PARTS OF THE EXERCISE:
A) In the excerpt about Biggins, in which Spanish town was Cilla's home?
B) Rewrite everything in the Biggins excerpt from "In mitigation, he" down to "taking a shower.", changing "regaling" to "entertaining".

*** Opening SELECTED EXCERPT ***

And then there was Cilla, who died following a fall in her Spanish home in Estepona in August 2015.

“She was a legend. I adored her,” says Biggins. “Whenever I went abroad, I’d always ring her on my return. It’s a reflex that’s still hard to break. I get home with a story I’m longing to share and then realise, of course, that I can’t.”

They first met when he co-presented Surprise Surprise.

“In retrospect, I think I made a mistake leaving the show after three seasons. But it did nothing to dent our friendship.”

Indeed, Biggins was there on the day Cilla’s beloved husband, Bobby, died. “It was only then I realised just how much he did for her.

“Eventually, I went home. At midnight, she rang me in tears. She didn’t know what to do with the dogs. She knew they had to be fed but she didn’t know where their food was.

Later on, a group of us went out for dinner. She whispered to me that, if she gave me her credit card, she’d pay for the whole dinner. ‘No, no,’ I said. ‘We’ll go Dutch.’ She looked at me. ‘What’s Dutch?’ she said.

“She didn’t know how to write a cheque or buy an airline ticket. Bobby had done everything for her.”

Biggins is an apparently inexhaustible fount of good-natured stories. But then his, he says, is a charmed existence. And yet, into every life a little rain must fall. Take Celebrity Big Brother in 2016.

After what appeared to be an anti-Semitic joke levelled at Jewish contestant Katie Waissel followed by a rant against bisexuals – for whom he blamed the spread of Aids – Biggins was summarily kicked off the reality show. It was the lowest point of his career.

In mitigation, he says, he’d been regaling Katie with a joke about his father being given a Star of David when he blurted out his comment about her being best advised to avoid taking a shower.

“She took great offence. And it was stupid of me, something I said without thinking.”

But he won’t apologise about his views on bisexuals. “I stand by those remarks,” he says, defiantly.

The trouble about being in the public eye, of course, is that there’s a greater imperative to engage your brain before you open your mouth. As Danny Baker now knows to his cost.

“I can see that the thought of a photograph of a monkey linked to the royal birth must have struck him as funny at the time. But it was appallingly ill-judged.” Baker claimed he didn’t know the Duchess of Sussex, the daughter of an African-American mother, had just given birth.

“Oh please!” says Biggins, rolling his eyes. So it was right of the BBC to sack him? “I think so, yes.”

What about the other big TV story of late?

“Jeremy Kyle has been made a bit of a scapegoat, in my opinion,” he says. “I know him. He’s charming, a very nice man. Personally, I never watched his programme. But that was his bread and butter.

“And I sniff a bit of hypocrisy here. I’ve always felt that there’s nothing the makers of TV reality shows would like better than a death – and preferably on-air. And yet, 14 years of Jeremy’s show have simply been kicked into touch.

“That would never happen to Love Island, of course – despite the suicides of two former contestants – for the simple reason that it makes too much money for ITV.”

Biggins, you will have gathered, is not a man to mince his words. A Left-leaning Tory, he was a big fan of Mrs Thatcher.

*** Closing SELECTED EXCERPT ***
*** Opening MATERIAL PROVIDED ***

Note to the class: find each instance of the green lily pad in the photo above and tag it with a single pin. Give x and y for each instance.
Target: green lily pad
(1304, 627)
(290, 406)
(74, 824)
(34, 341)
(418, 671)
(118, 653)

*** Closing MATERIAL PROVIDED ***
*** Opening MATERIAL PROVIDED ***

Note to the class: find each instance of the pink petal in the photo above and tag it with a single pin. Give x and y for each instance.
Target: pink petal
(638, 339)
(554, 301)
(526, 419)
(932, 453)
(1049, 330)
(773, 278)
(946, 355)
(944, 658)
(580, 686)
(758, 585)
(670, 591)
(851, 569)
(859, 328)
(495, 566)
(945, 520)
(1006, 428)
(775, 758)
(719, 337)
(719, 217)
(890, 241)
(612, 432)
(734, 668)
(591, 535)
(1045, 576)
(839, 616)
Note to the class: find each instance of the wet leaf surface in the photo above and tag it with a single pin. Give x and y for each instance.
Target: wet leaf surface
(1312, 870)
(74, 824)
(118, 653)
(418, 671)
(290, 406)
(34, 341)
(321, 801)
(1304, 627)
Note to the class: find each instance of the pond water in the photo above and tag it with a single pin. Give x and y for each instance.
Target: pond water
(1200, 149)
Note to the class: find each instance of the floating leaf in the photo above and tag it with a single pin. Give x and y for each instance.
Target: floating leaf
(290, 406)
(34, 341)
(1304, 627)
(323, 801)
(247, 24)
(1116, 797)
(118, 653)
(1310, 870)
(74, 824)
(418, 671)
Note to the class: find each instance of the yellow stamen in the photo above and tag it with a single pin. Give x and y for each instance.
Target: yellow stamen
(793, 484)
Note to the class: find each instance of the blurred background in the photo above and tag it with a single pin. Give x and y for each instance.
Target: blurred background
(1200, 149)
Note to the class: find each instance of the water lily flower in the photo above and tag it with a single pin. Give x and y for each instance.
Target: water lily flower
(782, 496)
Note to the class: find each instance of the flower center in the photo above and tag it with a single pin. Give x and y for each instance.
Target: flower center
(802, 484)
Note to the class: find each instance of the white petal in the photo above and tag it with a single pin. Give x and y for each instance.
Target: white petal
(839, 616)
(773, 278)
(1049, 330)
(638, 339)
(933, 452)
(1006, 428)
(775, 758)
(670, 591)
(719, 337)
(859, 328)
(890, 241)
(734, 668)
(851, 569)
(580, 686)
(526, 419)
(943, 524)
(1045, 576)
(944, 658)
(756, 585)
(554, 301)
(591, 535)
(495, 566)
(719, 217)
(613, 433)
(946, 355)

*** Closing MATERIAL PROVIDED ***
*** Opening MATERIAL PROVIDED ***

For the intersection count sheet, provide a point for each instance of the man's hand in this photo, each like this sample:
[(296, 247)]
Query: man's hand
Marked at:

*** Closing MATERIAL PROVIDED ***

ANSWERS:
A) Estepona

B)
In mitigation, he says, he’d been entertaining Katie with a joke about his father being given a Star of David when he blurted out his comment about her being best advised to avoid taking a shower.